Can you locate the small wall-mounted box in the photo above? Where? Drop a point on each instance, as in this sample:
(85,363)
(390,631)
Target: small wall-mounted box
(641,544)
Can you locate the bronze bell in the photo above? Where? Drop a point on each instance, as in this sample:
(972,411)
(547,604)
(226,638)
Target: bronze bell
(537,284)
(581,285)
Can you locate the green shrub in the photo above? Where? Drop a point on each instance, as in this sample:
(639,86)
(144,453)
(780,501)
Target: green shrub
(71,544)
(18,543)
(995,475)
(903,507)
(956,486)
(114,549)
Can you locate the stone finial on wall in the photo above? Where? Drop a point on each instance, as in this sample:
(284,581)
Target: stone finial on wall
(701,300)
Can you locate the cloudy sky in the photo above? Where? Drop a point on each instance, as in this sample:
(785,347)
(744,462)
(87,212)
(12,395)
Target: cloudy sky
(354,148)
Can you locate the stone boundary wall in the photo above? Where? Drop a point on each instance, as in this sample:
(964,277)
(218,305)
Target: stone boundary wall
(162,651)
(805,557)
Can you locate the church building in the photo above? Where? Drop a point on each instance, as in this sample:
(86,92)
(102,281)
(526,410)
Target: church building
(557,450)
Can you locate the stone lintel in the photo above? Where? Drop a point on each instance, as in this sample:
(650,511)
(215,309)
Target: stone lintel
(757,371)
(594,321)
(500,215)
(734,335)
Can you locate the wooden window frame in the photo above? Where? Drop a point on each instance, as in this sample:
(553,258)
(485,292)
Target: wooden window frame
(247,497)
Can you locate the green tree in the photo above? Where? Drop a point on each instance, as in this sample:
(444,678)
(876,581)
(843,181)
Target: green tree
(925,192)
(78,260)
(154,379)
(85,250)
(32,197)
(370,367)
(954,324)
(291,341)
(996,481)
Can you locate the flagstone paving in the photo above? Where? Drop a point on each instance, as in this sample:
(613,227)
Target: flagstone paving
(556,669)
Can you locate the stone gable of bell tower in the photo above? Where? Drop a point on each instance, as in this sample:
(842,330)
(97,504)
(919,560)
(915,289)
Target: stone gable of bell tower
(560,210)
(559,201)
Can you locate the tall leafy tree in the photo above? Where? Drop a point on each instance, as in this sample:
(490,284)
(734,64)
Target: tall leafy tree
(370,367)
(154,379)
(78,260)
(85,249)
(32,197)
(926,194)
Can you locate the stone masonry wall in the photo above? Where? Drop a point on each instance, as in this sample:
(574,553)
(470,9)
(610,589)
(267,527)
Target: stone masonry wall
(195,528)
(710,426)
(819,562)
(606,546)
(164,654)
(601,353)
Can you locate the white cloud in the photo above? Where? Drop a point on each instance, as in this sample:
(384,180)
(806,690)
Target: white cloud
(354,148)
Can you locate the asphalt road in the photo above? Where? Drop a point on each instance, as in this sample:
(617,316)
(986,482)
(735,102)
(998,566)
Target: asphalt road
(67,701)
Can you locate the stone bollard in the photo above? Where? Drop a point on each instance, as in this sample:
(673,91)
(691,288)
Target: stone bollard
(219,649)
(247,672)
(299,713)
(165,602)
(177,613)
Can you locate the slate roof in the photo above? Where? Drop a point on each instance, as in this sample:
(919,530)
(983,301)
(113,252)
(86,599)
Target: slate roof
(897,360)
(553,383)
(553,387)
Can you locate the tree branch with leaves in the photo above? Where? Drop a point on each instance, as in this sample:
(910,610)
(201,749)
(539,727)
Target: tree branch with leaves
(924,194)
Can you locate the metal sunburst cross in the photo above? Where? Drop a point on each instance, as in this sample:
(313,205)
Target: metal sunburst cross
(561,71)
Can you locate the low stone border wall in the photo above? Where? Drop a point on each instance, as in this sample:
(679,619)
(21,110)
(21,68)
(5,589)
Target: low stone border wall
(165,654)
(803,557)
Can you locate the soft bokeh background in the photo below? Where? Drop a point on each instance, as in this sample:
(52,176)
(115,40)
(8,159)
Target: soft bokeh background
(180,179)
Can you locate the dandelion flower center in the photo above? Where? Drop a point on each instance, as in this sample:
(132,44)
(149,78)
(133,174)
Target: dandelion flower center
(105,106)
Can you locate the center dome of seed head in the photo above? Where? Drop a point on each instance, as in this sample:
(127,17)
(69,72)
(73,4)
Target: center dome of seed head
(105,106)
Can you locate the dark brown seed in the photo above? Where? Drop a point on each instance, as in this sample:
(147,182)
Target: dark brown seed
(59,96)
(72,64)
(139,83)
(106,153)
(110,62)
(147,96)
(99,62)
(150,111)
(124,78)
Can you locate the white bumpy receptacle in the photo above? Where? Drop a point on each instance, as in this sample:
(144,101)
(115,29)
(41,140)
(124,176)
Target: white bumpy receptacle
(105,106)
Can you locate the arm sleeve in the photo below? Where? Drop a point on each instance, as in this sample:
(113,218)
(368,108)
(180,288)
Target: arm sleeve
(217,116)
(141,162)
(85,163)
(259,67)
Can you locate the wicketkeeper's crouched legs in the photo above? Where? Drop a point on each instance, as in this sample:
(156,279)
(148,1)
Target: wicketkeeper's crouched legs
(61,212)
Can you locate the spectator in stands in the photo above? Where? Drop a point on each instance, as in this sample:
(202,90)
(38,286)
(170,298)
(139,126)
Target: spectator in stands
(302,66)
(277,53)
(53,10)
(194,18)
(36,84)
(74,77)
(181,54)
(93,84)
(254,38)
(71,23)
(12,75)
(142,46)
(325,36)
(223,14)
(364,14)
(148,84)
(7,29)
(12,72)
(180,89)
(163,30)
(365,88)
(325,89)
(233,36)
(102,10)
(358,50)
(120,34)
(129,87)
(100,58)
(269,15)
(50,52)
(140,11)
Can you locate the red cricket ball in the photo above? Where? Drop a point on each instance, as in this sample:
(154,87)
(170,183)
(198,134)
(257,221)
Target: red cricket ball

Task objective:
Give back the material above exactly as it was given.

Your solution:
Can you locate the small wall-mounted box in the photo above? Where? Drop a point on each instance, as in this sample:
(85,363)
(390,631)
Target: small wall-mounted box
(641,544)
Can you locate the bronze bell in the photo above? Where? Drop a point on each instance, as in this sample:
(972,411)
(547,604)
(226,638)
Target: bronze bell
(537,284)
(581,285)
Can you locate the green shrub in the photo above? Where? Drop a point on each instance, as in this sample:
(639,86)
(144,453)
(780,501)
Target: green shrub
(71,544)
(18,543)
(995,475)
(903,507)
(956,486)
(114,549)
Can you locate the stone finial on wall in the photo above? Where? Drop a point on each instance, as in this sample:
(284,581)
Target: stone finial on wall
(701,300)
Can you locate the cloudy sky in the photo above? Where? Drop a point on each instance, as in this sample:
(785,347)
(744,462)
(87,212)
(12,395)
Target: cloudy sky
(354,148)
Can you locate the stone boundary wall in the photo above? Where? Drop a point on each instance, as in this sample:
(964,277)
(218,305)
Target: stone boundary wall
(162,651)
(805,557)
Can you locate the church building in the photo above? Where? Drop a point on each instance, as in this sample:
(86,92)
(102,281)
(526,410)
Target: church building
(557,450)
Can you locate the stone lintel in the photo above? Where? Drop a point on each instance, as in this sample:
(650,511)
(215,309)
Target: stone lintel
(757,371)
(594,321)
(500,215)
(734,335)
Can you locate the wooden window frame in the photo above? Where? Drop a point on each instance, as in this sample:
(553,258)
(485,292)
Target: wooden window frame
(247,497)
Can you locate the green tree in the photo above? Where? Drop a point on each instance, as in this sample:
(444,678)
(876,581)
(843,181)
Target: green tree
(925,192)
(78,260)
(154,379)
(85,250)
(32,197)
(370,367)
(954,324)
(291,341)
(996,481)
Can you locate the flagstone paving in the photo above? Where? Drop a point on each instance, as in this sample:
(613,227)
Target: flagstone paving
(556,669)
Can you locate the stone gable of bell tower in the photo above? Where? Drop a point on each instance, as in this sample:
(842,330)
(97,504)
(919,560)
(915,289)
Target: stone gable of bell tower
(560,210)
(559,201)
Can you locate the tall leafy tree in the photo above? Where? Drop a point on each instance, as in this sample:
(490,284)
(734,64)
Target: tall leafy tree
(370,367)
(154,379)
(78,260)
(85,249)
(32,197)
(926,194)
Can you locate the stone masonry wall in the photo above? Where? Drop a point on each instance, as in this sample:
(574,553)
(470,9)
(610,589)
(267,527)
Target: stone masonry wall
(195,528)
(710,426)
(819,562)
(606,546)
(164,654)
(601,353)
Can you locate the white cloud in the photo above? Where? Drop a point on each instance, as in this sample:
(384,180)
(806,690)
Target: white cloud
(354,148)
Can you locate the asphalt road in the photo above? Where? Drop a point on each instance, as in this sample:
(617,316)
(986,482)
(735,102)
(998,566)
Target: asphalt road
(67,701)
Can you locate the stone bollard in the photo above? Where? Drop a point on each instance, as in this sample:
(673,91)
(691,288)
Target: stone bollard
(219,649)
(247,672)
(299,713)
(165,602)
(177,613)
Can you locate the slate roof in the photo above? Where? Drop a point on each instance, as in this sample:
(919,530)
(983,301)
(113,252)
(86,599)
Target: slate roof
(897,360)
(553,383)
(553,387)
Can you locate the tree branch with leaves in the photo above? Where? Drop a point on each instance, as in this sample:
(910,610)
(201,749)
(539,727)
Target: tree branch with leaves
(924,194)
Can you locate the metal sunburst cross in the photo above? Where? Drop a point on each instance, as in this sample:
(313,205)
Target: metal sunburst cross
(561,71)
Can you locate the low stone border wall in the photo above? Where? Drop a point on each instance, as in this sample:
(679,619)
(21,110)
(21,68)
(5,589)
Target: low stone border wall
(165,654)
(803,557)
Can you locate the soft bokeh background in the photo below? Where? Drop a point on each instance, as in this sample:
(52,176)
(115,40)
(8,159)
Target: soft bokeh background
(180,179)
Can you locate the dandelion flower center in the photo above? Where? Drop a point on each instance, as in this sample:
(132,44)
(149,78)
(133,174)
Target: dandelion flower center
(105,106)
Can you locate the center dome of seed head in the photo above? Where? Drop a point on each instance, as in this sample:
(127,17)
(69,72)
(73,4)
Target: center dome of seed head
(105,106)
Can you locate the dark brown seed in the photo above? Where? Drop a point on each instance, as in this sample:
(147,182)
Target: dark brown seed
(59,96)
(72,64)
(139,83)
(106,153)
(110,62)
(147,96)
(99,62)
(150,111)
(124,78)
Can you locate the white bumpy receptacle in the photo above? Where? Drop a point on each instance, as in this sample:
(144,101)
(115,29)
(41,140)
(124,176)
Target: white bumpy receptacle
(105,106)
Can you locate the arm sleeve in the photo below? Where? Drop a point on each instance, as in this sample:
(113,218)
(368,108)
(180,288)
Target: arm sleeve
(217,116)
(141,162)
(85,163)
(259,67)
Can you locate the wicketkeeper's crouched legs in the photo above? Where? Drop a point on each instance, as in this sample:
(156,279)
(148,1)
Target: wicketkeeper's crouched legs
(61,212)
Can you locate the spectator in stands in the photo above? Where? Drop a point on each instance, as in this sample:
(202,90)
(38,286)
(170,298)
(139,126)
Target: spectator in stands
(302,66)
(277,53)
(53,10)
(194,18)
(36,84)
(74,77)
(181,54)
(93,84)
(254,38)
(71,23)
(12,75)
(142,46)
(325,36)
(223,14)
(364,14)
(148,84)
(7,29)
(12,72)
(180,89)
(163,30)
(365,88)
(325,89)
(233,36)
(102,10)
(358,50)
(120,34)
(129,87)
(100,58)
(269,15)
(50,52)
(140,11)
Can you locate the red cricket ball in the photo above? Where? Drop a point on each instance, as in this sample:
(154,87)
(170,183)
(198,134)
(257,221)
Target: red cricket ball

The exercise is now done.